◆ **Region pointing data**
__________________________________________________
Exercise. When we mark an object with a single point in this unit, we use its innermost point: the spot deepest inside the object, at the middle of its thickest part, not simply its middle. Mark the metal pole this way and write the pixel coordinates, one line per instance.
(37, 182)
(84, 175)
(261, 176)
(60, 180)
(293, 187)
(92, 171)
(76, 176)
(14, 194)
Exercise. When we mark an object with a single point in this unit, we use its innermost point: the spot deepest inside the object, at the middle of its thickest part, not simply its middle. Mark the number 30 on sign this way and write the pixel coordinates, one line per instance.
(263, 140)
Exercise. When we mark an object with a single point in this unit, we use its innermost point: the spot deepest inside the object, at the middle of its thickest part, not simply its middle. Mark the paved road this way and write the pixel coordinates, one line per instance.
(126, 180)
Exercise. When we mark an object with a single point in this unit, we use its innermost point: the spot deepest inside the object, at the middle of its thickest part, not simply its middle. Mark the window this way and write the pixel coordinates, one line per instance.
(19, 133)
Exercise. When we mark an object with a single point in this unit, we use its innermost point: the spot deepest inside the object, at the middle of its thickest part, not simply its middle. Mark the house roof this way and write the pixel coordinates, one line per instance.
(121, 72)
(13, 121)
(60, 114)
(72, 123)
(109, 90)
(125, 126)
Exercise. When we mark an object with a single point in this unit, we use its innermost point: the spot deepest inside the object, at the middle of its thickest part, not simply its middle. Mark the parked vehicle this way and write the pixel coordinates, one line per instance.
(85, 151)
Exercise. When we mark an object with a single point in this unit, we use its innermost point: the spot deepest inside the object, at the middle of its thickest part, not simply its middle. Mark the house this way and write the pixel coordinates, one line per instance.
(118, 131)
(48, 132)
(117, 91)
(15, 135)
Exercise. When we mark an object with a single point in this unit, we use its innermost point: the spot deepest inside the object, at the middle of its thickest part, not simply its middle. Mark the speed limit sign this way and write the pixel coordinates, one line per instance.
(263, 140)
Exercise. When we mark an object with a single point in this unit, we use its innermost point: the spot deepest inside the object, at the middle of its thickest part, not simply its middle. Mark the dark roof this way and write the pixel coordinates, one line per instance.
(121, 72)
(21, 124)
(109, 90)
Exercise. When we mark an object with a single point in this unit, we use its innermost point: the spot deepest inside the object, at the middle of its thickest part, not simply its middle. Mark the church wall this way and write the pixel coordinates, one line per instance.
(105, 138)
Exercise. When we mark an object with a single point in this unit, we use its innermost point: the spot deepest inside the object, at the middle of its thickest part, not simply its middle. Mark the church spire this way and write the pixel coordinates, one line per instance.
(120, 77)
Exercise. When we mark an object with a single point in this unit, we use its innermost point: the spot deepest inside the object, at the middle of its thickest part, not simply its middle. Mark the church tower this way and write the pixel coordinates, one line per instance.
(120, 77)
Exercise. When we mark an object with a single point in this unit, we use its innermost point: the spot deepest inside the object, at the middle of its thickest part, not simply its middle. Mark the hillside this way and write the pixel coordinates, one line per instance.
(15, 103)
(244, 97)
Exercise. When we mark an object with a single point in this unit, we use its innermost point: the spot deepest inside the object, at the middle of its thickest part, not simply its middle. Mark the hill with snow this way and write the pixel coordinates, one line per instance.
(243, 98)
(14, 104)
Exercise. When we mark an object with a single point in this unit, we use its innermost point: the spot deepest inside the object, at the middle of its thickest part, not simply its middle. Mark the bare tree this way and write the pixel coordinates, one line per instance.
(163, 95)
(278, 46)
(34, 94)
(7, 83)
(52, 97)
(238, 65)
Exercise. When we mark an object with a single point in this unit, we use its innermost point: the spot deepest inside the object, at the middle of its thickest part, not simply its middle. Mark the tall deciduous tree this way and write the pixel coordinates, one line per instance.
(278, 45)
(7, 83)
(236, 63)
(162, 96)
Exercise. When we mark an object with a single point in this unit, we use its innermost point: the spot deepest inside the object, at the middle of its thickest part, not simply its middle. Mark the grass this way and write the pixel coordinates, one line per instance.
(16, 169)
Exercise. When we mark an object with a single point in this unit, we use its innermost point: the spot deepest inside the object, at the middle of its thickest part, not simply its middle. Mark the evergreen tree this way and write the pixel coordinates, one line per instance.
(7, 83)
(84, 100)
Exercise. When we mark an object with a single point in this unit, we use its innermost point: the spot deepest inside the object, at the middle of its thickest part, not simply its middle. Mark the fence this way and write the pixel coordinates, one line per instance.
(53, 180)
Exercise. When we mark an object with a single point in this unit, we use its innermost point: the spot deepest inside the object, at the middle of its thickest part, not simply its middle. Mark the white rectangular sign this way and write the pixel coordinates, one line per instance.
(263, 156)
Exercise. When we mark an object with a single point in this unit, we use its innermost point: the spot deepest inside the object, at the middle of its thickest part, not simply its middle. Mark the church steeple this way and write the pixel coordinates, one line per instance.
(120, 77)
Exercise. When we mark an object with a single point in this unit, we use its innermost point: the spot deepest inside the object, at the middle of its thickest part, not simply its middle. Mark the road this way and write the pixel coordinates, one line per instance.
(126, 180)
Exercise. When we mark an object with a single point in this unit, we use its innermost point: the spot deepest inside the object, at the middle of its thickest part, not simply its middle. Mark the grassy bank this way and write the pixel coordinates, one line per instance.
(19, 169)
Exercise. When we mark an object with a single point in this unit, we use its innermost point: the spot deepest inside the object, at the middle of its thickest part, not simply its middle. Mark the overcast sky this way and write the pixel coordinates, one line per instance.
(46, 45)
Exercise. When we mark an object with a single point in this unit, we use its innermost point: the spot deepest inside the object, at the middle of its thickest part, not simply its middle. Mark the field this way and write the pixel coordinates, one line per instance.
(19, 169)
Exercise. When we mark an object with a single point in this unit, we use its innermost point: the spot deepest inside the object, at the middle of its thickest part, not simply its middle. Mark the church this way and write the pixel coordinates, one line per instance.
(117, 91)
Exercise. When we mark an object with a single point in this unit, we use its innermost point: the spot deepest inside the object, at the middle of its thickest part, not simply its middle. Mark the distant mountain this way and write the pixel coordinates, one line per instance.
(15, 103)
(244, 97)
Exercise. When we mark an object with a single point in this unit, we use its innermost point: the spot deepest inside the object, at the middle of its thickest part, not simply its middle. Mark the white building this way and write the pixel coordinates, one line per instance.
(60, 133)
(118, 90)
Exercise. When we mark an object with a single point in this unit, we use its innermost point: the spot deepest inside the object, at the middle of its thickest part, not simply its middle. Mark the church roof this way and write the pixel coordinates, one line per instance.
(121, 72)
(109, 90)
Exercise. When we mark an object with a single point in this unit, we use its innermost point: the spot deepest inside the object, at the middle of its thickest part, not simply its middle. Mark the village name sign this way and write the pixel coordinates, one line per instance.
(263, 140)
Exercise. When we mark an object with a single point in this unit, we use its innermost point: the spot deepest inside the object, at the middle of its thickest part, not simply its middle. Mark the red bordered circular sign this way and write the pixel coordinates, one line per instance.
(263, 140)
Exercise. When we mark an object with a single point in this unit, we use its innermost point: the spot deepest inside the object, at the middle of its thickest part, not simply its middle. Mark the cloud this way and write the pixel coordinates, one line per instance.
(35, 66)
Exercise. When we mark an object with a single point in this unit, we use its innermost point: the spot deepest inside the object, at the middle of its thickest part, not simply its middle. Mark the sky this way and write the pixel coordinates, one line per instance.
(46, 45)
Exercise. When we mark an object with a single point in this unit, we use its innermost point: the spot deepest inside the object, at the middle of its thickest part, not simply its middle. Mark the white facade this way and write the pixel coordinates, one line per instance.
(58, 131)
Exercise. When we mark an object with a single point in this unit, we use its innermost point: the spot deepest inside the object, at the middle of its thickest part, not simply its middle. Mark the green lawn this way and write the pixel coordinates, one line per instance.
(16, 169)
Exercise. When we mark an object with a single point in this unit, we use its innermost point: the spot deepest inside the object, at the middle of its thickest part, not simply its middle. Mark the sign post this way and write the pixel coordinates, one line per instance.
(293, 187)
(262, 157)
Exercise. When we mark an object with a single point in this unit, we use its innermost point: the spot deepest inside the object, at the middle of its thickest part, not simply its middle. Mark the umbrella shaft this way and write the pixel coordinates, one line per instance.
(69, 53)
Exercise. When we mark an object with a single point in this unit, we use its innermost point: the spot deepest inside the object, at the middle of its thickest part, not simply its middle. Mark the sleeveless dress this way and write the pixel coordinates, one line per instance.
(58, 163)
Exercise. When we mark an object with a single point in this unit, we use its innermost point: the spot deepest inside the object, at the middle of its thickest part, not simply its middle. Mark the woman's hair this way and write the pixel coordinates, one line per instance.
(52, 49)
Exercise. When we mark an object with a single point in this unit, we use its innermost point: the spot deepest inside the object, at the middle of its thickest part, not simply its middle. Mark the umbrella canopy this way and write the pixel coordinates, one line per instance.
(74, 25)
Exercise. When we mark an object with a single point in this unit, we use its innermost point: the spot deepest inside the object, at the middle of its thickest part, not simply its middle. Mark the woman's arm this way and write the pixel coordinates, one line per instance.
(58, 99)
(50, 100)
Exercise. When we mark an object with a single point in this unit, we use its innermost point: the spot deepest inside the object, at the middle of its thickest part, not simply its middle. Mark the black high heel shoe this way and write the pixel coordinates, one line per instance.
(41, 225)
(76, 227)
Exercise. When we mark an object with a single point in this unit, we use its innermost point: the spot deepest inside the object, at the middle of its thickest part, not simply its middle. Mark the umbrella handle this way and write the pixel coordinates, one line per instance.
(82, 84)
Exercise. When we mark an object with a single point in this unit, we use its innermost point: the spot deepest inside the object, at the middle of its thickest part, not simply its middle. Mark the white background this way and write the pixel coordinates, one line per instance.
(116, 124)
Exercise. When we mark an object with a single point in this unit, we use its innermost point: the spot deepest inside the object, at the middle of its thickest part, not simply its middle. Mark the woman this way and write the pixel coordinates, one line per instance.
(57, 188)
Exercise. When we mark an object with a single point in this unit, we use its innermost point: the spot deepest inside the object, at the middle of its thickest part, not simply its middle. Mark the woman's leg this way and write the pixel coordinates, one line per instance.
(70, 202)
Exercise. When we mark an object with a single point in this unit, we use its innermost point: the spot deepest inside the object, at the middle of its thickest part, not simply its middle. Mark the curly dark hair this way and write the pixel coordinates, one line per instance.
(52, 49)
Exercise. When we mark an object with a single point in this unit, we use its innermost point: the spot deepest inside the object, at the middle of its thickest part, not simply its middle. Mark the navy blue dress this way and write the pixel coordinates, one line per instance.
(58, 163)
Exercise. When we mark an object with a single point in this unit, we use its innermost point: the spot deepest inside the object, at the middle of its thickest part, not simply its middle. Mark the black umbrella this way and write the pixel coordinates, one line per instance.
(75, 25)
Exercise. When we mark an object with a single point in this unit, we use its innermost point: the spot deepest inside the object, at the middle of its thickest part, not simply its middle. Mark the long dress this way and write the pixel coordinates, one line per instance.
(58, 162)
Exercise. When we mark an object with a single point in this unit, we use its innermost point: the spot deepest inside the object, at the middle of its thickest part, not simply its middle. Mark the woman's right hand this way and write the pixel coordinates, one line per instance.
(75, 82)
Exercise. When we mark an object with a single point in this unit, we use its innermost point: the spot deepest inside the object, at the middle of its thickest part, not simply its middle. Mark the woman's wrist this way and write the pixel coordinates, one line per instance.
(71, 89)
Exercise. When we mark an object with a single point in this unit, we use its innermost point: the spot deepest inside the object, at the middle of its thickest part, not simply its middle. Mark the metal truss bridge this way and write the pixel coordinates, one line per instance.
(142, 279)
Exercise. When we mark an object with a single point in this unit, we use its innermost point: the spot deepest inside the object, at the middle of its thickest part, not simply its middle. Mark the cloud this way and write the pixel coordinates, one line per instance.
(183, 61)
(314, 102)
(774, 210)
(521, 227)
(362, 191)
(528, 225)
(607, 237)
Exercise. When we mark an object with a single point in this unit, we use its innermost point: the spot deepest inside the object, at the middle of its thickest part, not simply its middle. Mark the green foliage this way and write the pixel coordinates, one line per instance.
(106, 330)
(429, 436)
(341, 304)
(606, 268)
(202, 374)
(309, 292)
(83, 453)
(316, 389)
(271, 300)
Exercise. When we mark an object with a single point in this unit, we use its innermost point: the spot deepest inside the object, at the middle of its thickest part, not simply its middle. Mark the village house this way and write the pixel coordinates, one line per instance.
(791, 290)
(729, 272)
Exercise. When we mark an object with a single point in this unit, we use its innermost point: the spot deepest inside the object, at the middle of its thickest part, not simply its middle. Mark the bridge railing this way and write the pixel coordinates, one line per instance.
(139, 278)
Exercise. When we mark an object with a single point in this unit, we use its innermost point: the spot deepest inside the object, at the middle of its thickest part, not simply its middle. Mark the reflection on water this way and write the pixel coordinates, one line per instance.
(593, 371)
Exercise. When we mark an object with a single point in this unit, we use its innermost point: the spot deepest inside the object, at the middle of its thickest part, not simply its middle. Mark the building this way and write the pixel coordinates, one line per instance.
__________________________________________________
◆ **Task brief**
Lines from the one containing "the village house" through the final line of the entries are the only ones to print, and each must match exactly.

◆ **Task output**
Exercise. When we mark an object with a single point in this unit, we use its innermost point: the spot deepest inside the object, at the middle of its thickest part, not simply its middle. Mark the village house this way and write the pixel coordinates, one line per instance.
(791, 290)
(729, 272)
Exercise. When we mark an object with a single point in this unit, we use its innermost point: the spot deepest inside the object, at the middle of its thickest part, not simply its middle. Mark the bridge railing this way and write the pixel coordinates, one line per instance.
(139, 278)
Exercise. When we mark an object with a single point in this unit, we use its innermost point: the spot deepest inside the object, at the middle of its thickest part, not simply its middle. Mark the reflection on water this way and write the pixel coordinates, one line per instance.
(593, 371)
Exercise. When we mark an object with a single point in this unit, we use its innermost point: the spot deepest inside the object, at the middle of its thickest part, not simply its middle. Mark the building this way and write the pixel coordinates, one line per instance.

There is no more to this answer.